____ Provided records

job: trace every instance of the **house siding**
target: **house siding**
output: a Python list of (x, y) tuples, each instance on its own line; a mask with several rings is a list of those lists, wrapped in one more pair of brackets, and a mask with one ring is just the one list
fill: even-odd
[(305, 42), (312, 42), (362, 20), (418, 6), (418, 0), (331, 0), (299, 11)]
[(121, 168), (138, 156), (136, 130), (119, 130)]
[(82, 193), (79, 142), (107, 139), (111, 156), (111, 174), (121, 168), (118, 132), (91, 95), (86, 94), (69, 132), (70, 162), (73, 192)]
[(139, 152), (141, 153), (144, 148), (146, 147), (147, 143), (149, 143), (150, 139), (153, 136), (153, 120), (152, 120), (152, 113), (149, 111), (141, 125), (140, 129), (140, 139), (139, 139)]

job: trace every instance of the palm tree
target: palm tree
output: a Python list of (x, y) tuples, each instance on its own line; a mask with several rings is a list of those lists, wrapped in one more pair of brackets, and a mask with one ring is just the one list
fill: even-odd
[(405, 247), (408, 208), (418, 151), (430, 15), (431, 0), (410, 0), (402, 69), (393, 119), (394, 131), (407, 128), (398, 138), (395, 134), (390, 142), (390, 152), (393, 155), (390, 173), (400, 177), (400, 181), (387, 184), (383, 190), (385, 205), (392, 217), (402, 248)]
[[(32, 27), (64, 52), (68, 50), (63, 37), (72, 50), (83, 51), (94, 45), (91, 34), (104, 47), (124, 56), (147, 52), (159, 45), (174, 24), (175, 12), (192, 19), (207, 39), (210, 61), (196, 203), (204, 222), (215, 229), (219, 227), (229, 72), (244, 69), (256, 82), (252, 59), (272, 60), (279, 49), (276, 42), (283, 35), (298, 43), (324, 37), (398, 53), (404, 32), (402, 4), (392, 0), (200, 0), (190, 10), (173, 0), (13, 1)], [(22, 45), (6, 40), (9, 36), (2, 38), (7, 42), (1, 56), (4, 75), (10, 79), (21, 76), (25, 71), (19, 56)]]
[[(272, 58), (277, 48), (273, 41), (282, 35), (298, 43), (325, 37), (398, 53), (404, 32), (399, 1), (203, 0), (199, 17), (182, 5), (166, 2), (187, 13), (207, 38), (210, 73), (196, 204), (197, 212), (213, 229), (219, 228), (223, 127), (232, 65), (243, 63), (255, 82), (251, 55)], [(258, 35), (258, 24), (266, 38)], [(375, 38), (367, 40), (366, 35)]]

________

What to work on ::
Output all of the data exactly.

Expected output ::
job: trace every instance of the **house siding**
target: **house siding**
output: a Python list of (x, y) tuples, each instance on its own line; a mask with several rings is a list of those lists, wrapped in one more pair of brackets, and a mask with one ring is just the one list
fill: even-odd
[(305, 42), (312, 42), (362, 20), (418, 6), (418, 0), (331, 0), (299, 11)]
[(121, 168), (138, 156), (136, 130), (119, 130)]
[(82, 193), (79, 142), (107, 139), (111, 156), (111, 174), (121, 168), (118, 132), (91, 95), (86, 94), (69, 132), (70, 162), (73, 192)]
[(139, 152), (141, 153), (144, 148), (146, 147), (147, 143), (149, 143), (150, 139), (153, 136), (153, 120), (152, 120), (152, 113), (149, 111), (141, 125), (140, 129), (140, 139), (139, 139)]

job: trace every instance of the palm tree
target: palm tree
output: a Python list of (x, y) tuples, each instance on its own line; a mask with several rings is a list of those lists, wrapped in one more pair of brackets, and a mask with one ring is just the one list
fill: even-odd
[(405, 247), (408, 208), (418, 151), (430, 15), (431, 0), (410, 0), (402, 69), (393, 119), (394, 131), (407, 128), (398, 138), (395, 134), (390, 142), (390, 152), (393, 155), (390, 173), (400, 177), (400, 181), (387, 184), (383, 190), (385, 205), (392, 217), (402, 248)]
[[(32, 27), (64, 52), (68, 50), (63, 37), (72, 50), (83, 51), (94, 45), (91, 34), (104, 47), (124, 56), (147, 52), (159, 45), (174, 24), (175, 12), (192, 19), (207, 39), (210, 61), (196, 203), (204, 222), (215, 229), (219, 227), (229, 72), (244, 69), (256, 82), (252, 59), (272, 60), (279, 49), (276, 42), (283, 35), (298, 43), (324, 37), (398, 53), (404, 32), (402, 4), (392, 0), (200, 0), (190, 10), (173, 0), (13, 1)], [(22, 45), (6, 40), (9, 36), (2, 38), (7, 42), (1, 56), (4, 75), (10, 79), (21, 76), (25, 71), (19, 56)]]
[[(272, 58), (277, 48), (273, 41), (282, 35), (298, 43), (325, 37), (398, 53), (404, 32), (399, 1), (203, 0), (199, 17), (182, 5), (166, 2), (187, 13), (207, 38), (210, 73), (196, 204), (197, 212), (213, 229), (219, 228), (223, 127), (232, 65), (243, 63), (255, 82), (251, 55)], [(258, 35), (258, 24), (266, 38)], [(375, 38), (367, 40), (366, 35)]]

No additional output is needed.